» **Written problem 1**: Transcribe the entries exactly as they appear, beginning with the first entry and continuing through the line that contains "[(190, 350)]", with both ends included.

» **Page text**:

★ ★ ★

ARGENTINE TWP. - Three men were sentenced March 14 for poaching deer from private farmland in the township in December 2005. 

Here's the twist: In addition to standard fines and penalties, Fenton District Judge Mark C. McCabe ordered them to purchase the four major recurring hunting and fishing licenses for the next three years. 

Individual licenses currently range from $15 for a fur harvesting permit to $30 for a combination deer hunting license, but prices are expected to go up later this year. 

Typically, convicted poachers lose their hunting privileges for the year of the offense and the next three years. 

"It's an unusual agreement ... but many hunters feel the cash penalties are too low, and this might have been a way of boosting those penalties," Mary Dettloff, a spokeswoman for the state Department of Natural Resources, said of the plea bargain. "This also had gone on for a period of time, and this was a way to help put the thing to bed." 

Casey C. Ewers, 25, of Vernon Township and Justin H. Wood, 25, of Gaines Township pleaded guilty to illegally shooting a deer and were each ordered to pay a $190 fine and $1,000 in restitution. 

Kristopher S. Durham, 24, of Gaines Township pleaded guilty to illegally shooting two deer and was ordered to pay $380 in fines and $2,000 in restitution. 

All three men also had to forfeit the firearms used in the crimes to the state. 

The incident was reported by Matt Gettler of Argentine Township, a professional hunting guide who tracked the blood trail to a barn where DNR officers found three of the carcasses. 

"There are 25 of us who lease hunting rights to . . . where this happened, and the rumors were we were the ones doing the poaching," said Gettler. "Hunting is a privilege, and if you misbehave, you should lose that privilege. To my mind, they got a pretty easy way out." 

Dettloff acknowledged the case took a long time to prosecute but said that's not unusual. 

"It was a complex case with a lot of things involved, and often in more populated counties, wildlife violations tend to take a back seat to major crime, and that's perfectly understandable," said Dettloff. 

All three men have extensive histories of traffic and misdemeanor violations, including alcohol and larceny for Ewers and Durham and marijuana for Wood. 

Gettler said he is glad it finally has been resolved but worries the problem won't go away.

★ ★ ★

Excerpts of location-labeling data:
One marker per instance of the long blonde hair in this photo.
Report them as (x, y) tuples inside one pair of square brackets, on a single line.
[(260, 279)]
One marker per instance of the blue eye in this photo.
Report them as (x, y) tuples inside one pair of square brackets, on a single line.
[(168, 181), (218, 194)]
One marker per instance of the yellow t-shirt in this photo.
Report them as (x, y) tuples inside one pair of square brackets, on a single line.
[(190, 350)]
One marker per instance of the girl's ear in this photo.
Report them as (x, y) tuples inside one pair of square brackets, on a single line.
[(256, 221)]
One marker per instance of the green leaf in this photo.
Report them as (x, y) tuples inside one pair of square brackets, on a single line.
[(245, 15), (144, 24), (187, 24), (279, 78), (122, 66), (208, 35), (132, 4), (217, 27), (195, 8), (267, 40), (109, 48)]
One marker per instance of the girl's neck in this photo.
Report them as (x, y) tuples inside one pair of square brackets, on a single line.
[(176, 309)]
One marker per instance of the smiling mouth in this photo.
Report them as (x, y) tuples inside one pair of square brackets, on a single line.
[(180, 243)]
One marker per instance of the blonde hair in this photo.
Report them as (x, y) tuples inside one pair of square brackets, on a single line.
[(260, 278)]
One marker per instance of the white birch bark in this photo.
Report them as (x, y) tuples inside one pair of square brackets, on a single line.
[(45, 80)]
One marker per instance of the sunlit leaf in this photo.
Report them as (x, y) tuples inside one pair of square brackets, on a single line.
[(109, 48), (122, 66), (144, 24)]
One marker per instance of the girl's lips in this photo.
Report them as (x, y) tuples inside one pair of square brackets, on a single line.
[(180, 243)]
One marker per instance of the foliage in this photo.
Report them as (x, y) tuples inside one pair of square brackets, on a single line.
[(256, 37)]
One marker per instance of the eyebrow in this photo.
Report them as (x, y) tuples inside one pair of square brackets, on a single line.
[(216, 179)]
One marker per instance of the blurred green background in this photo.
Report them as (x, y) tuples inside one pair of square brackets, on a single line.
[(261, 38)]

★ ★ ★

» **Written problem 2**: Restate word for word the stretch of the deer poaching article from "Here's the twist: In" through "and the next three years.".

» **Expected answer 1**:
One marker per instance of the long blonde hair in this photo.
Report them as (x, y) tuples inside one pair of square brackets, on a single line.
[(260, 279)]
One marker per instance of the blue eye in this photo.
Report them as (x, y) tuples inside one pair of square brackets, on a single line.
[(168, 181), (218, 194)]
One marker per instance of the yellow t-shirt in this photo.
Report them as (x, y) tuples inside one pair of square brackets, on a single line.
[(190, 350)]

» **Expected answer 2**:
Here's the twist: In addition to standard fines and penalties, Fenton District Judge Mark C. McCabe ordered them to purchase the four major recurring hunting and fishing licenses for the next three years. 

Individual licenses currently range from $15 for a fur harvesting permit to $30 for a combination deer hunting license, but prices are expected to go up later this year. 

Typically, convicted poachers lose their hunting privileges for the year of the offense and the next three years.